> **EXERCISE DIRECTIONS**
The pictures stay out; all of the data is to be printed exactly.

> **DATA FOR THIS TASK**
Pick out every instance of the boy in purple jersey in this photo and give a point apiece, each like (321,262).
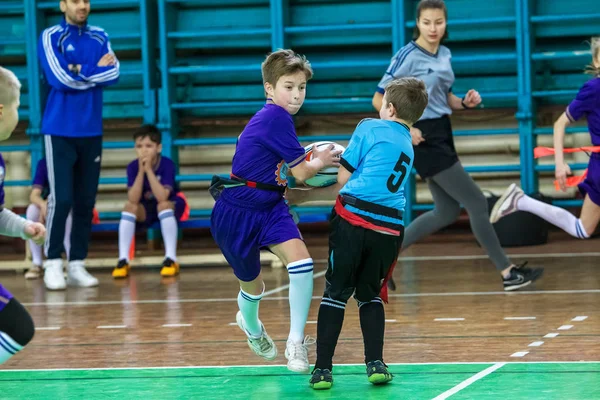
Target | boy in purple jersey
(37,211)
(152,196)
(586,103)
(16,325)
(251,213)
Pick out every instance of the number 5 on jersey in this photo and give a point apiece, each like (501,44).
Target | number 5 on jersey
(400,170)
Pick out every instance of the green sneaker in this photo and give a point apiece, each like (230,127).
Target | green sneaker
(321,379)
(378,373)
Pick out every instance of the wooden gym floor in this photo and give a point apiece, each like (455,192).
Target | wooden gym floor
(451,332)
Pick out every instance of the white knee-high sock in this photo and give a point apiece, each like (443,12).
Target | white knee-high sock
(555,215)
(33,214)
(67,239)
(8,347)
(168,227)
(301,290)
(126,232)
(248,304)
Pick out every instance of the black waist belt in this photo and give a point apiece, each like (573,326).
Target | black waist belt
(371,207)
(218,184)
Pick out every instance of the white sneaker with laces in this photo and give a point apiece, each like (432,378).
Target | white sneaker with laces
(507,203)
(54,278)
(77,275)
(297,355)
(263,346)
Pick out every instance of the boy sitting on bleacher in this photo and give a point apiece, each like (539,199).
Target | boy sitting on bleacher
(152,196)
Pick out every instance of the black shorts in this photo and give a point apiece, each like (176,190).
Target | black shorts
(359,260)
(437,153)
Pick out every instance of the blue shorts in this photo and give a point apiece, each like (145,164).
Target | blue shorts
(591,184)
(152,212)
(5,297)
(241,232)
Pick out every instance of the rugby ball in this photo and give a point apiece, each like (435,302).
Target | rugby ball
(326,176)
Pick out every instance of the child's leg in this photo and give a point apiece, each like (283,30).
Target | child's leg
(242,252)
(67,240)
(382,252)
(16,326)
(345,255)
(33,214)
(294,254)
(132,212)
(580,228)
(168,227)
(513,199)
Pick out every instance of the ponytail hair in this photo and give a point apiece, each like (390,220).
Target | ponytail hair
(595,48)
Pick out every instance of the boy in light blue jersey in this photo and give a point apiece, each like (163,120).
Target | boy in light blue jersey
(366,226)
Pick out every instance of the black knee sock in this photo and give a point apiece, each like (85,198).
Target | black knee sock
(372,324)
(329,326)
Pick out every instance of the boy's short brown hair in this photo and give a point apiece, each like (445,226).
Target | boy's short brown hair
(10,87)
(409,98)
(149,131)
(284,62)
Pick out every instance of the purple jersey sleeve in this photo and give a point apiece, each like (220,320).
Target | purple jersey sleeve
(132,171)
(584,102)
(282,140)
(40,180)
(167,177)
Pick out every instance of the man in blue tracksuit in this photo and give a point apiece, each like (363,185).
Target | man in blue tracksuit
(78,63)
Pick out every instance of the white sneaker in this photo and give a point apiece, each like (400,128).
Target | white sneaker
(297,355)
(507,203)
(264,346)
(78,276)
(34,272)
(54,277)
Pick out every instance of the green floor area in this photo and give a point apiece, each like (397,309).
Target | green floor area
(413,381)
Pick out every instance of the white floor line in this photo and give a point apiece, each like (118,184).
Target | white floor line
(565,327)
(111,327)
(284,287)
(469,381)
(519,354)
(285,366)
(448,319)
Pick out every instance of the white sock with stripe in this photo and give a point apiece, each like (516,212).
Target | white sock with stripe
(555,215)
(248,304)
(8,347)
(126,233)
(168,228)
(301,291)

> **RESPONSE TO THE EXERCISE**
Pick out every instance of the boy in purple jersey in this photo and give a point apiece, each like (321,262).
Target | boy in purple jersey
(37,211)
(152,196)
(586,103)
(16,325)
(251,213)
Pick out every instance of the number 5 on jersey in this photo and give a point apiece, each like (501,44).
Target | number 5 on jersey
(400,170)
Pick out every instance of the green sneaker in this photo and give a point apiece, each like (230,127).
Target | green sneaker
(321,379)
(378,373)
Pick out every instance of the wooden gym floor in this photo and give a point apiece, each like (455,192).
Target | wooden gym floor
(451,332)
Pick out every instance of the white knee-high sock in this photo and give a point apiece, each like (443,12).
Target | white knee-high sock
(555,215)
(33,214)
(67,239)
(8,347)
(168,227)
(301,290)
(126,232)
(248,304)
Pick out every instance of the black waist belt in this photo and give a point apiece, each like (573,326).
Target | black waist belt
(371,207)
(218,184)
Pick out every instance of the white sneaker with laces in this photo and give a point apiece, each like (432,378).
Target | white sneaker with laces
(507,203)
(54,278)
(77,275)
(297,355)
(263,346)
Pick out every instance of the boy sitting on bleacher in this photo and give a point apiece, each like (539,199).
Target | boy sitting on bleacher
(152,196)
Pick out every instance of the black shorts in this photo and give a point apiece, each like (176,190).
Target | black shorts
(359,260)
(437,153)
Pick out every instance of the blue shorts in this photo and give a point apiece, each like (145,164).
Target | blue shorts
(591,184)
(152,212)
(5,297)
(241,232)
Pick out every instance of the rugby ball in this photo and give a point apiece, each like (435,302).
Target | rugby ball
(326,176)
Pick out every instance of the child's leg in this photo and give a point apiece, each like (283,30).
Target | child's leg
(242,252)
(67,240)
(382,252)
(16,326)
(345,255)
(33,214)
(294,254)
(132,212)
(580,228)
(168,227)
(513,199)
Pick out every instance of the ponytail hair in this photo and give a point apiece, each like (390,220).
Target | ponytail hair
(595,48)
Pick out every instance of the boy in light blue jersey in this photo and give a point apiece, each like (163,120).
Target | boy in light blue jersey
(366,226)
Pick out every instance of the black knee sock in this photo and give a point apiece, each like (85,198).
Target | black knee sock
(372,324)
(329,326)
Pick out every instance of the boy's short brown hair in this photo and give a point apiece, each like (445,226).
Target | boy's short brown hair
(10,87)
(409,98)
(149,131)
(284,62)
Pick out every instance of the purple jersey sleeve in this photo and give a point apiece, each like (220,320).
Target | purple jersey sleeve
(132,171)
(584,102)
(282,140)
(40,180)
(167,177)
Pick out every instance of the man in blue tracksuit in this photo and give a point apiece, each like (363,185).
Target | man in blue tracksuit
(78,63)
Pick out every instance of the white sneaker in this photo and give a point apiece, each like (400,128).
Target | white sneaker
(297,355)
(507,203)
(264,346)
(78,276)
(34,272)
(54,277)
Pick out every instance of the green floor area in this photo and give a point apiece, each like (397,309).
Target | green floor area
(413,381)
Pick out every instance of the white floor line in this photo and give a point apiece, each like (118,184).
Target | white floor line
(565,327)
(111,327)
(284,287)
(469,381)
(519,354)
(285,366)
(448,319)
Pick out every instance of the white sock with stripe in this photo and give a point apiece, each like (516,212).
Target | white sock with stripe
(555,215)
(248,304)
(8,347)
(126,233)
(168,228)
(301,291)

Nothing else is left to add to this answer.